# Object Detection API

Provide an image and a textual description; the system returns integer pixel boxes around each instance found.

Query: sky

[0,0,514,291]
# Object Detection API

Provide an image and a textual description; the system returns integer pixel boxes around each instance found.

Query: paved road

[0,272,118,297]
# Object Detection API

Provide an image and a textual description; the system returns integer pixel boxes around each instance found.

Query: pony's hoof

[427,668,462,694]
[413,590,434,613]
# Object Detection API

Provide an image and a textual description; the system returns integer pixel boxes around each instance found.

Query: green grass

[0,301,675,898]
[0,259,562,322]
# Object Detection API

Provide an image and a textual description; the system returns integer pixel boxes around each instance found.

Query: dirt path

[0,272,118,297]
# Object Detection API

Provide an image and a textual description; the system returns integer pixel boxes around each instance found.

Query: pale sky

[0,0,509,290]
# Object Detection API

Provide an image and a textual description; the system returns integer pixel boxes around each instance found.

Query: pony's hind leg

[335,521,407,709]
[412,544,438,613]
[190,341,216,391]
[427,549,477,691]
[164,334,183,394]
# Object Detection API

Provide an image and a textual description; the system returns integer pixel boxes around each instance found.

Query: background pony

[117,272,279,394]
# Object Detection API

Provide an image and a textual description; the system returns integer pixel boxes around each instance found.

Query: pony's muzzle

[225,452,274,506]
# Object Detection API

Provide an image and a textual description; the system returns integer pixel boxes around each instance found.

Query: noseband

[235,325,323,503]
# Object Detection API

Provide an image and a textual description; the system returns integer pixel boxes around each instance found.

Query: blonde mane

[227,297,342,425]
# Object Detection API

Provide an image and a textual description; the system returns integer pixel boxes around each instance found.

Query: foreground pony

REQUIREMENTS: Update all the items above by putting "Label" wherever "Query" appears, keeping every other part of the lines unchanged.

RESPONSE TO THIS EXERCISE:
# Object Detection API

Provide an image and a textual description; the system returns integer pixel boxes around each instance found.

Label: sky

[0,0,514,291]
# Object Detection API

Provide an image and a textual description; the system returns integer pixel boxes around each instance found.

Label: paved road

[0,272,118,297]
# Object Detection API

Provide an image and a textual description; the system returns integer pixel boxes around each instance found.

Label: pony's hoof

[427,668,462,694]
[413,590,434,613]
# Object Detection API

Provide an image and a textual description; the system returns integer pixel boxes around each instance found.

Label: green grass

[0,301,675,898]
[0,259,562,322]
# Object Detection API

Provide an image and a textual description; the system returns integer pixel boxes around each instance found.

Label: dirt path

[0,272,118,297]
# Object Detection API

Provide an image and a textual description; the system returns integer pixel boxes around each instance found.

Label: pale sky

[0,0,509,290]
# Object Detection API

Provide an image and a textual description; the system returns integer pixel boxes around each instance found.

Label: pony's hind leg

[335,521,407,709]
[412,544,438,613]
[190,341,216,391]
[427,549,477,691]
[164,334,183,394]
# Object Detection API

Provide an image and a textual description; the system returns integer pixel boxes around each instance found.

Label: background pony

[117,272,279,394]
# Object Detection API

Provide an image and a textual description; the system returns integer pixel boxes around each instance found.

Label: pony's muzzle

[225,452,274,506]
# Object Detection API

Provide an image and a textual description; the system returns integer pixel boxes around each instance found.

Label: noseband

[235,325,323,503]
# Object Detection API

Provide an image and a textual description; the system returns integer pixel boxes around each instance found.

Label: blonde mane

[227,297,342,425]
# Object Detection API

Provide an image and a textual description; the system returns integer pixel boxes around each instance found.

Label: foreground pony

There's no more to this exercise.